§ Document text

※ ※ ※

First Nations Club Holds Ceremony for New Indigenous Garden

Morgan Hoyt
“We went from zero members to one member to now all of us coming together,” said Kayah George, EvCC student and tribe member.

Members of the Tulalip tribe joined EvCC’s First Nations Club to celebrate the planting in the new indigenous garden on on May 31.

According to Erik Sanchez, a member of the First Nations Club, the garden is “a celebration to earth and an honoring to the land.”

The First Nations club held a communal planting party the Friday before the ceremony. First Nations Club members and others volunteered to help plant huckleberry bushes, salal, ferns, and other plants native to the pacific northwest’s rainforests.

“Every plant has a purpose. It was medicinal for our people, or it was used in ceremony,” said Kayah George, EvCC student and tribe member.

“A year ago (the garden) was just a thought,” said George.

The garden is located under the cedar trees outside of Parks Student Union.

As part of the ceremony, Matt Remle, a Hunkpapa Lakota tribe member, played two traditional songs on his drum to celebrate the garden. His first song was to “bring all the elements in the space together”, according to Erik Sanchez, and his second was to honor and protect the First Nations club members.

Morgan Hoyt
The indigenous garden, located outside of Parks Student Union, features symbolic plants and a killer whale totem.

During the ceremony, numerous unaffiliated students came to watch as both the Tulalip tribe members and First Nations club members spoke about the garden and Matt Remle played his drum. Members of both parties thanked the community. Together, they prayed and enjoyed traditional songs before celebrating with pizza.

If you’d like to check out the indigenous garden and see the plants, it is just northeast of Parks Students Union. Near the garden is a killer whale and thunderbird totem, carved and dedicated in 2005.

※ ※ ※

§ Collected material
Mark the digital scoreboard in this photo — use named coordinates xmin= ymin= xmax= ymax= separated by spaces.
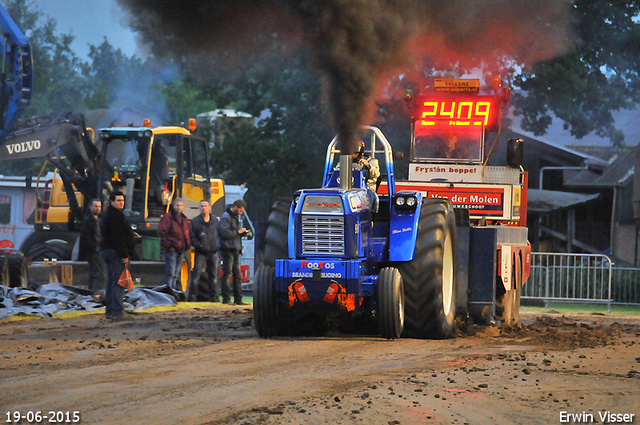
xmin=414 ymin=95 xmax=500 ymax=135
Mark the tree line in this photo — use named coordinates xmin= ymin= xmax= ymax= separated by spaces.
xmin=0 ymin=0 xmax=640 ymax=220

※ ※ ※

§ Directions for this task
Answer these questions from the article about the indigenous garden:
(a) Under what trees is the garden located?
(b) How many traditional songs did Matt Remle play on his drum during the ceremony?
(c) In what year was the killer whale and thunderbird totem near the garden carved and dedicated?
The lines have nothing to do with the article about the indigenous garden.

§ Solution
(a) Under the cedar trees outside of Parks Student Union.
(b) Two.
(c) 2005.